Problem set —
**a)** Please repeat the stretch of the Quest for Infamy review from "He’s friendly toward" through "along the way." word for word.
**b)** Carry on writing the Quest for Infamy review from the point where it stops.

Thankfully, no matter your comfort level with this lack of linearity, exploring the Valley of Krasna is an absolute joy. The world is beautifully detailed and lusciously varied: just wandering the forest provides dozens of screens that each manage to present “more trees” in new ways. Even scenes without interactive objects used solely for travel are still unique and recognizable upon subsequent trips and mental map-making: the shadowy bend dotted with wildflowers; the flat prairie covered in Stonehenge-like debris; the open farmland with a talkative, but inconsequential, goat.

Quest For Infamy Shaking

Journeying with Roehm is also a treat. He’s a surprisingly likable pseudo-hero, for a guy gaining “infamy points” throughout his adventure. This likability is a bit subjective, as Roehm himself ponders at one point “Is everyone in this valley an asshole?” But for a guy stuck between a rock and some assholes, he fills his time with fairly noble efforts that also just happen to line up with a desire for wealth and women.

He’s friendly toward villagers, patient in his predicament, merciless towards slavers, and even forgiving of brutes (depending on how you play him). He’ll hit on anything with breasts, but since most women in Quest for Infamy are independent and uninterested, Roehm comes off as more a harmless flirt than a womanizing wanker. His recurring theme is “I just want to get the hell out of this valley,” but he’s never whiny about it: he tries to enjoy the sights, sounds, and saloons along the way.

Records excerpted from a collection —
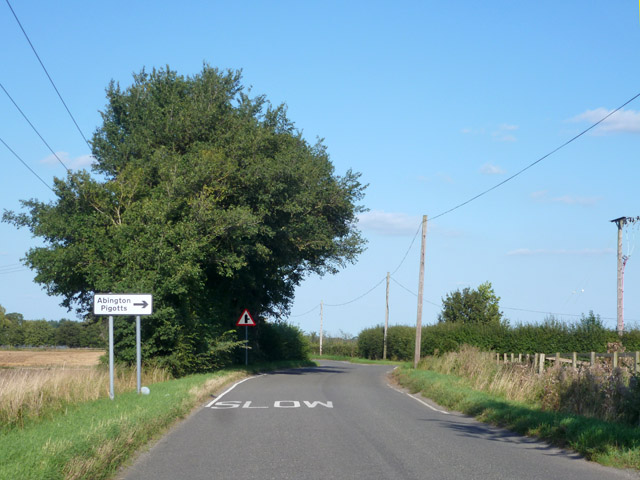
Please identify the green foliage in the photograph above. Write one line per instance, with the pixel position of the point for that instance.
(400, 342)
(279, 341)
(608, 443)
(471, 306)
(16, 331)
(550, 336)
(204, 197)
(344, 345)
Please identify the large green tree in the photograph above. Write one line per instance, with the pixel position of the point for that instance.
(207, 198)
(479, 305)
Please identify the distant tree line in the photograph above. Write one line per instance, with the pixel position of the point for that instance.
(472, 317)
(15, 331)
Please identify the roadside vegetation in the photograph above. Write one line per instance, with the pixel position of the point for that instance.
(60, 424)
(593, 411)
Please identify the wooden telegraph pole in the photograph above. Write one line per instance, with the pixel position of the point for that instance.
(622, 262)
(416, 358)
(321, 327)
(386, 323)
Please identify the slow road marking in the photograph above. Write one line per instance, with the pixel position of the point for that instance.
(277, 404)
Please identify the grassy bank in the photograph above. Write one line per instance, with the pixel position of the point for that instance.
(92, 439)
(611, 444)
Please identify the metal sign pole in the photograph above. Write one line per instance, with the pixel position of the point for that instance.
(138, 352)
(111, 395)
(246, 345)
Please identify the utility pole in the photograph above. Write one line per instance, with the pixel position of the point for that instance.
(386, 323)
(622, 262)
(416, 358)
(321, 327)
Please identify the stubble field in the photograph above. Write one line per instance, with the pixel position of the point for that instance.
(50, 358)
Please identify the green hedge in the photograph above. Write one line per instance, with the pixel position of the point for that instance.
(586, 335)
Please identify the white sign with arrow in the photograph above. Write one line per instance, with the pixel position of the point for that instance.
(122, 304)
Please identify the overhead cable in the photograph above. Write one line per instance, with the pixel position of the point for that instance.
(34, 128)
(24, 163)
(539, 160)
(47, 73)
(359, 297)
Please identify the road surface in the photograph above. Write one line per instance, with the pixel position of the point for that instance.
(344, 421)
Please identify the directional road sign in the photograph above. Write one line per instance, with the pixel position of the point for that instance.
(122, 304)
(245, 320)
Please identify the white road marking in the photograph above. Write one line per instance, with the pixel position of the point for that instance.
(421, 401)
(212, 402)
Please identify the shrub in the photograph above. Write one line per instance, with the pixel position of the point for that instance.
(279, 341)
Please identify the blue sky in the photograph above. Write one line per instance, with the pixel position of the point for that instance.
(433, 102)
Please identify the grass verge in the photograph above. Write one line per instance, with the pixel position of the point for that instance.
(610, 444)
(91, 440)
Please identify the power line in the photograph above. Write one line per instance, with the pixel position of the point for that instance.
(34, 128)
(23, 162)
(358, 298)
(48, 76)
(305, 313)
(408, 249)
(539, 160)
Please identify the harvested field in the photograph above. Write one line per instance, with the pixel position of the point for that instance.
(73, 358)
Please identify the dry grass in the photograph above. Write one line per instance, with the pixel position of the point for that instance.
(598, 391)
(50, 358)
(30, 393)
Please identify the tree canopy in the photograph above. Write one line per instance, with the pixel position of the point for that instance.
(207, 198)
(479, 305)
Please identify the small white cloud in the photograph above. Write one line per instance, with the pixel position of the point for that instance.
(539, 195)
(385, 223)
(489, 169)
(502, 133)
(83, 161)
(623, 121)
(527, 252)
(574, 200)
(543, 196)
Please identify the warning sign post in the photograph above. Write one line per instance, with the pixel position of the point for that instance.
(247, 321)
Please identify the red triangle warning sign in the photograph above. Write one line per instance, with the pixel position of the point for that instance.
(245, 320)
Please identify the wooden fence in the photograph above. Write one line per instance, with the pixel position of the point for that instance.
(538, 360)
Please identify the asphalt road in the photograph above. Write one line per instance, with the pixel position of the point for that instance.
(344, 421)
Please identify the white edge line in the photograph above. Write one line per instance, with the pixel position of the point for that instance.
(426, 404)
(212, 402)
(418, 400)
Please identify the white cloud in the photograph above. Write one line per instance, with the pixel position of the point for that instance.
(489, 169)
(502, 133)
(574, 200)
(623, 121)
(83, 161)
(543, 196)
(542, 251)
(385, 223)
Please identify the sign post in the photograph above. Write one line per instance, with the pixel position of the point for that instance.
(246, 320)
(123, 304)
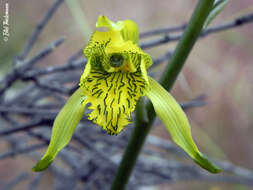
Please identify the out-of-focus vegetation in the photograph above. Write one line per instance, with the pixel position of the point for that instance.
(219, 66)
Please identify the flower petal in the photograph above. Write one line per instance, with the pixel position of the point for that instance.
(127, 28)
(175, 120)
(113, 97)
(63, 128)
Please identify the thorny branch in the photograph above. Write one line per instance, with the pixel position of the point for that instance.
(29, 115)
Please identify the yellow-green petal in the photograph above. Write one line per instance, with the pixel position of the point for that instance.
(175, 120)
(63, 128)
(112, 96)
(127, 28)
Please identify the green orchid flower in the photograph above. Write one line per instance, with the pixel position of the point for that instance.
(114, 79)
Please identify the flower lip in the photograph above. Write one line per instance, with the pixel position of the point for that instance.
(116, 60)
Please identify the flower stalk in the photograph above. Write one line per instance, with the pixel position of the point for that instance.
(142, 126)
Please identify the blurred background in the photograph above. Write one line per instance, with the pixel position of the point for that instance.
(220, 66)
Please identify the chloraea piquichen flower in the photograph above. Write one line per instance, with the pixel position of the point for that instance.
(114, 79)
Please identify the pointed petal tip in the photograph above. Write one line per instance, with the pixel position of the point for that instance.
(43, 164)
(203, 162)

Responses for each task —
**a)**
He’s friendly toward villagers, patient in his predicament, merciless towards slavers, and even forgiving of brutes (depending on how you play him). He’ll hit on anything with breasts, but since most women in Quest for Infamy are independent and uninterested, Roehm comes off as more a harmless flirt than a womanizing wanker. His recurring theme is “I just want to get the hell out of this valley,” but he’s never whiny about it: he tries to enjoy the sights, sounds, and saloons along the way.

**b)**
Accompanying Roehm and the player is the third-person narrator, who replaces Roehm as the commentator on any examined areas or failed item combinations. The narrator is the source of most of the game’s humor and fourth wall-breaking, whether he’s explaining how games work—“It’s a stump. Sometimes adventure game designers put stumps in the game just to annoy you,”—or mocking Roehm for any number of actions, like examining a cat—“It’s a cat. Should I explain further or just direct you to Reddit?”

Quest for Infamy never takes itself seriously, and the narrator is a constant playful reminder of that fact, although the citizens of Lonaria also support this mentality. The general store owners are part Honeymooners, part Billy Crystal and Carol Kane from The Princess Bride; the apothecary enthuses about executions because they bring him more customers; the local gnoll finds treasure-guarding severely boring but continues to do so because he’s a gnoll and well, that’s what they do.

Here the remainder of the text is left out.